--- DIRECTIVE ---
Reproduce all of the material word for word.

## BEGIN SOURCE RECORDS

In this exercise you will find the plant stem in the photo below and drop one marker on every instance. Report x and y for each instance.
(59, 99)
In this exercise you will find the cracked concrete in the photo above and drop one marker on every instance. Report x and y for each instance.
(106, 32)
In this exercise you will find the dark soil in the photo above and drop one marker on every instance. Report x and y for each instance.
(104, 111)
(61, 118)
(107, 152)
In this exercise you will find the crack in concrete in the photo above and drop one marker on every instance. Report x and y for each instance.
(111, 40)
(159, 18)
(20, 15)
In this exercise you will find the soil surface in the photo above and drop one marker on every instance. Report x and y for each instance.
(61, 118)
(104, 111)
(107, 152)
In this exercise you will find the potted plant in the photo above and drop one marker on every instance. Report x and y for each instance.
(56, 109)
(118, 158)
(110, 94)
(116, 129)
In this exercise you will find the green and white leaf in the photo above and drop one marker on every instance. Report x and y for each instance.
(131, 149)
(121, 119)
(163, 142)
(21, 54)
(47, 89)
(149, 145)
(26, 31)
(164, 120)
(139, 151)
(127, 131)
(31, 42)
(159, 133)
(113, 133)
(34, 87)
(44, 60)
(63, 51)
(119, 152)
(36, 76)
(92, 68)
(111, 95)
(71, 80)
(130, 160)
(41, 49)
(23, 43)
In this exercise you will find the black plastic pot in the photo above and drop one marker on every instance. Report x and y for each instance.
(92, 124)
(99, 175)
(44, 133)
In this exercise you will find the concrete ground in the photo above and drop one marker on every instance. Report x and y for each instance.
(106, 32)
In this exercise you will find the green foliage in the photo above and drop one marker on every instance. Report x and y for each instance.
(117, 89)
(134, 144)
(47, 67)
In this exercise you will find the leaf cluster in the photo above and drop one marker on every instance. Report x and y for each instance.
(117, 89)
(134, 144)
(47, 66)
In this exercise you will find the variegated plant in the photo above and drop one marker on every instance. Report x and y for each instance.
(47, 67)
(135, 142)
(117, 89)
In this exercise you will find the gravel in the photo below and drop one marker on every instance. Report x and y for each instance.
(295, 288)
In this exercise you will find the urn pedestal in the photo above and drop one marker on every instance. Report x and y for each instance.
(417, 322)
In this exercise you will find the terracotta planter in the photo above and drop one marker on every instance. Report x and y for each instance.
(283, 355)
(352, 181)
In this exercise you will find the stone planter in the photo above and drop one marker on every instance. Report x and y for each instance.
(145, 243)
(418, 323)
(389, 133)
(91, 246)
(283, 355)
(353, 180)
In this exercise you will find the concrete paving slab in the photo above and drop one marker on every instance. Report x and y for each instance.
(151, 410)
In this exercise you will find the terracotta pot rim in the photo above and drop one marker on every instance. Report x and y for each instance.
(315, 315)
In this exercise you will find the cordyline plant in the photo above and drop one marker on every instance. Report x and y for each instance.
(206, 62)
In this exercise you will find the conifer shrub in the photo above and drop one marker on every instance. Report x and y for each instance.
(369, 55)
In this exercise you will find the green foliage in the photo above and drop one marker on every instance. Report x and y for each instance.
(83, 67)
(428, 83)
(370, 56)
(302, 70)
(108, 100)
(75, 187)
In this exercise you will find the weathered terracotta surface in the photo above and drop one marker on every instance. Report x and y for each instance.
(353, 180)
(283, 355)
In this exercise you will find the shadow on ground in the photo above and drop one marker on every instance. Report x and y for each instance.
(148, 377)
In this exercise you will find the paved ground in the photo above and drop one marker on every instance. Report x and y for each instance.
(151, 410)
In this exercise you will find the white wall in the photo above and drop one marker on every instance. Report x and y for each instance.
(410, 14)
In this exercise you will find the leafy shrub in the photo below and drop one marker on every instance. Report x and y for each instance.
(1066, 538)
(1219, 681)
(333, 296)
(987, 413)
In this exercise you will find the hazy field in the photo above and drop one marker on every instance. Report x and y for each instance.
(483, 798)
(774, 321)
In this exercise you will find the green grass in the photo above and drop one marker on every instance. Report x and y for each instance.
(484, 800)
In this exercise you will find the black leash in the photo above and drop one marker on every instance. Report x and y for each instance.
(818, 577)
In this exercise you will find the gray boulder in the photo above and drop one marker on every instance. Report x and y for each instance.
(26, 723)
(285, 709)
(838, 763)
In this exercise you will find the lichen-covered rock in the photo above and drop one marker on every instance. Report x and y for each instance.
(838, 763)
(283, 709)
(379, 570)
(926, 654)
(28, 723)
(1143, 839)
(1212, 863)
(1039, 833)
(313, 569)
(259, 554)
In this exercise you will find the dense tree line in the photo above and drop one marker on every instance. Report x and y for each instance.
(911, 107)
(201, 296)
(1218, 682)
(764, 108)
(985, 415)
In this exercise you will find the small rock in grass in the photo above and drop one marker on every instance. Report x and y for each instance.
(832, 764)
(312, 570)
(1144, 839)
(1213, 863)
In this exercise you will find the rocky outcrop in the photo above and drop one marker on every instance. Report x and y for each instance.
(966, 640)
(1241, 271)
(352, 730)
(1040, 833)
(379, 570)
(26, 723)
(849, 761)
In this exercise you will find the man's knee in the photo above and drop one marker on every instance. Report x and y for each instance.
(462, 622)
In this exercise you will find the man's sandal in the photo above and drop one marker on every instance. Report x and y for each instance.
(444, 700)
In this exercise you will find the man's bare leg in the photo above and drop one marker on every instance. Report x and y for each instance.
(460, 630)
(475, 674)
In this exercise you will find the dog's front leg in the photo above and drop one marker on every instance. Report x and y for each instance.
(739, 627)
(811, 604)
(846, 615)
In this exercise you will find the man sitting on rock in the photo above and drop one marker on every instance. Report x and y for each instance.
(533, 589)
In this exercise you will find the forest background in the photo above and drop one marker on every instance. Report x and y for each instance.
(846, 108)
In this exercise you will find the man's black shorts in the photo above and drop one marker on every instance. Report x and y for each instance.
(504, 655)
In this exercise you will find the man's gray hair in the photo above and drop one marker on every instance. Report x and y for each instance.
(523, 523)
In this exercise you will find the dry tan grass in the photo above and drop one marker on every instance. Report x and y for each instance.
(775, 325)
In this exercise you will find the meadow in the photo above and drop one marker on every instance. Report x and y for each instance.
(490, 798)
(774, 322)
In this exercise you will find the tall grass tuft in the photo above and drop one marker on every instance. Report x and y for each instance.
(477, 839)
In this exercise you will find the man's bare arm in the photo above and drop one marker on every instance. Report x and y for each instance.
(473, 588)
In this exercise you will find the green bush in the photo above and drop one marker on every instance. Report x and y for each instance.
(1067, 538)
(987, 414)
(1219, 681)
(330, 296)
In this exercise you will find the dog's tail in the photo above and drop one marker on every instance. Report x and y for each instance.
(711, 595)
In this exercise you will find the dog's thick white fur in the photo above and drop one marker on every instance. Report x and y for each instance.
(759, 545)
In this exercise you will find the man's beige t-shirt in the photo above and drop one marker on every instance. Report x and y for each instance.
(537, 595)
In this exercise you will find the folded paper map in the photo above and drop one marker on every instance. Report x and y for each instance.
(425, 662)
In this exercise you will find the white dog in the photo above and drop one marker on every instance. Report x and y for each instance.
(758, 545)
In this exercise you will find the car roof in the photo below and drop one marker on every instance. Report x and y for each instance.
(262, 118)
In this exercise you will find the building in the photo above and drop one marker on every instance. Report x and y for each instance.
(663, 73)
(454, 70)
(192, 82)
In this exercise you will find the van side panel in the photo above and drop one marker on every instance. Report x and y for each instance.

## END SOURCE RECORDS

--- RESULT OF THIS EXERCISE ---
In this exercise you will find the plant stem in the photo below and drop one marker on every instance. Report x and y for each instance.
(59, 99)
In this exercise you will find the cracked concrete in the photo above and drop one marker on every instance. Report x and y for each instance.
(106, 32)
In this exercise you will find the dark soil in the photo above and drop one marker on every instance. Report x and y for each instance.
(104, 111)
(61, 118)
(107, 152)
In this exercise you will find the crack in concrete in the photo above and drop one marker on every instance. Report x and y for each instance.
(111, 40)
(159, 18)
(20, 15)
In this exercise you will find the soil surface in the photo above and drop one marker on every instance. Report x and y for each instance.
(61, 118)
(104, 111)
(107, 152)
In this exercise you will find the potted plant in the photo above and drop one marker on every instance. Report x and y for each instance.
(56, 109)
(118, 158)
(110, 94)
(116, 129)
In this exercise you will find the green and white leaf in the photo above and drop one marker on every instance. Report x and y for each instance.
(131, 149)
(121, 119)
(163, 142)
(21, 54)
(47, 89)
(149, 145)
(26, 31)
(164, 120)
(139, 151)
(127, 131)
(31, 42)
(159, 133)
(113, 133)
(34, 87)
(44, 60)
(63, 51)
(119, 152)
(36, 76)
(92, 68)
(111, 95)
(71, 80)
(130, 160)
(41, 49)
(23, 43)
In this exercise you will find the black plastic pot in the photo above and drop one marker on every instance. Report x and y for each instance.
(92, 124)
(99, 175)
(44, 133)
In this exercise you will find the concrete ground in the photo above and drop one marker on every instance. Report x and y for each instance.
(106, 32)
In this exercise you will find the green foliage in the photo above and drop one marker on every instance. Report x and y for each instance.
(117, 89)
(134, 144)
(47, 67)
In this exercise you will find the leaf cluster in the photo above and drop one marker on every instance. Report x and y for each instance.
(117, 89)
(134, 144)
(47, 66)
In this exercise you will find the variegated plant in the photo above and drop one marker on every instance. Report x and y for each instance.
(47, 67)
(135, 142)
(117, 89)
In this exercise you will find the gravel in the photo below and drop one marker on every instance. Report x and y for each instance.
(295, 288)
In this exercise you will find the urn pedestal in the photo above and drop one marker on every instance. Report x and y for each instance.
(417, 322)
In this exercise you will find the terracotta planter in the photo above and drop one marker on every instance. Report x and y for each instance.
(283, 355)
(352, 181)
In this exercise you will find the stone planter in the photo above and drop one marker on every instance. Report x and y for each instance.
(145, 243)
(418, 323)
(389, 133)
(91, 246)
(283, 355)
(353, 180)
In this exercise you will find the concrete paving slab in the photo above and drop one marker on every instance. Report x and y for each instance.
(151, 410)
In this exercise you will find the terracotta pot rim in the photo above and drop one marker on every instance. Report x and y for each instance.
(315, 315)
In this exercise you will find the cordyline plant in the photo above and drop one marker on every instance. Report x and y for each instance.
(206, 62)
In this exercise you will find the conifer shrub in the photo above and drop one marker on every instance. Report x and y for each instance.
(369, 55)
In this exercise you will find the green foliage in the photo above and drop one marker on every instance. Report x and y for each instance.
(83, 67)
(428, 83)
(370, 56)
(302, 70)
(108, 100)
(75, 187)
In this exercise you will find the weathered terracotta surface in the photo above and drop one marker on every instance. Report x and y for each instance.
(353, 180)
(283, 355)
In this exercise you will find the shadow on ground in the photo above and drop one marker on every instance. Report x and y for each instance.
(148, 377)
In this exercise you will find the paved ground in the photo above and drop one marker on every instance. Report x and y for each instance.
(151, 410)
In this exercise you will find the white wall in the photo above and drop one marker on every instance. Report x and y for each instance.
(410, 14)
In this exercise you will find the leafy shrub in the photo below and drop one marker on every instance. Report x and y for each instance.
(1066, 538)
(1219, 681)
(333, 296)
(987, 413)
In this exercise you will find the hazy field in the photo above and drop one marker on every instance. Report x and y for each instance.
(483, 798)
(774, 321)
In this exercise you will find the green grass in the photo above and drop one marker on every instance. Report x and y for each instance.
(484, 800)
In this exercise you will find the black leash in the photo above and drop one marker on every instance. Report x and y for each instance.
(818, 577)
In this exercise you will find the gray boulder in the photo above and drop one marker on every instance. Report x and y for each instance.
(26, 723)
(285, 709)
(838, 763)
In this exercise you will find the lichen-covered rock in the photo above and drop one marker on every instance. Report x and y for each instance.
(838, 763)
(283, 709)
(379, 570)
(926, 654)
(28, 723)
(1143, 839)
(1212, 863)
(1039, 833)
(313, 569)
(259, 554)
In this exercise you will find the dense tree line in the photo above and drop one marker on every instance. Report x and y for each instance.
(911, 107)
(201, 296)
(1218, 682)
(764, 108)
(985, 415)
In this exercise you will find the small rock in grass in the photo above and drop one marker on every instance. Report x and y for each instance.
(832, 764)
(312, 570)
(1144, 839)
(1213, 863)
In this exercise you will find the rocky outcrop in the photo above and drop one marker on every instance. Report x and y for each instance.
(966, 640)
(1241, 271)
(352, 730)
(1040, 833)
(379, 570)
(26, 723)
(849, 761)
In this exercise you will find the man's knee in the photo above and drop one marker on every instance. Report x and y for each instance.
(462, 622)
In this exercise you will find the man's sandal in the photo above and drop one marker on every instance. Report x and y for each instance.
(444, 700)
In this exercise you will find the man's bare leg in the photo above and drop one marker on every instance. Report x and y for each instance.
(460, 630)
(475, 674)
In this exercise you will find the dog's front leg in the photo above and drop one marker on every instance. Report x and y for each instance.
(739, 627)
(811, 604)
(846, 615)
In this exercise you will find the man sitting on rock in the photo above and drop one marker on every instance. Report x and y for each instance.
(533, 589)
In this exercise you will find the forest background in the photo above and drop one marker on every instance. Report x and y for each instance.
(846, 108)
In this exercise you will find the man's black shorts in the photo above and drop one marker on every instance. Report x and y for each instance.
(504, 655)
In this exercise you will find the man's gray hair in the photo above and drop one marker on every instance. Report x and y for each instance.
(523, 523)
In this exercise you will find the dry tan grass in the photo above and drop one marker on every instance. Report x and y for each instance.
(775, 325)
In this exercise you will find the meadow in the photo above and drop one marker on every instance. Report x and y for each instance.
(490, 798)
(774, 322)
In this exercise you will find the tall grass tuft in the photo above and drop one marker on every instance. Report x and y for each instance.
(477, 839)
In this exercise you will find the man's bare arm in the photo above and drop one marker on every instance. Report x and y for each instance.
(473, 588)
In this exercise you will find the green bush in the photo above and drop one marker on every instance. Report x and y for each instance.
(1067, 538)
(987, 414)
(1219, 681)
(330, 296)
In this exercise you will find the dog's tail in the photo above and drop one marker on every instance. Report x and y for each instance.
(711, 595)
In this exercise you will find the dog's thick white fur in the photo above and drop one marker on every instance. Report x and y for each instance.
(759, 545)
In this exercise you will find the man's beige t-shirt in the photo above and drop one marker on every instance. Report x and y for each instance.
(537, 595)
In this exercise you will find the folded paper map in the photo above and drop one marker on every instance. Report x and y for each instance.
(425, 662)
In this exercise you will find the white dog in the photo above and drop one marker on every instance. Report x and y for each instance.
(758, 545)
In this exercise you will find the car roof in the photo below and drop one marker on every instance. Report x and y for each instance.
(262, 118)
In this exercise you will find the building in the photo above and drop one marker on every instance. Report x and y for each instance.
(663, 73)
(454, 70)
(192, 82)
In this exercise you will find the van side panel in the photo above and drop one marker on every instance. Report x and y for each instance.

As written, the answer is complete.